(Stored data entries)
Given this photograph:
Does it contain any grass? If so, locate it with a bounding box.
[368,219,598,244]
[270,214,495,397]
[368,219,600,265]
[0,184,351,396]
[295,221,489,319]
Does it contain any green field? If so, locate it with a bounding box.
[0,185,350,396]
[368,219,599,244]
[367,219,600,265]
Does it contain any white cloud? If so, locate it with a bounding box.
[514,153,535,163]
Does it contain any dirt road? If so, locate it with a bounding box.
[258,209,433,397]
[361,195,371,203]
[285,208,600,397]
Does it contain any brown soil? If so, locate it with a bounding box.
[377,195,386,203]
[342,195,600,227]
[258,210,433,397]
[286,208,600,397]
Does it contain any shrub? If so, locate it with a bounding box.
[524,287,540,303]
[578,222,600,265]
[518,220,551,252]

Problem statement:
Output, exactly and with no other text, the line that contains "Does it contain any shrub?" and all lines from there to the end of the records.

Task answer:
Does it contain any shrub? If so, locate it with a bounding box.
[524,287,540,303]
[578,222,600,265]
[518,220,551,252]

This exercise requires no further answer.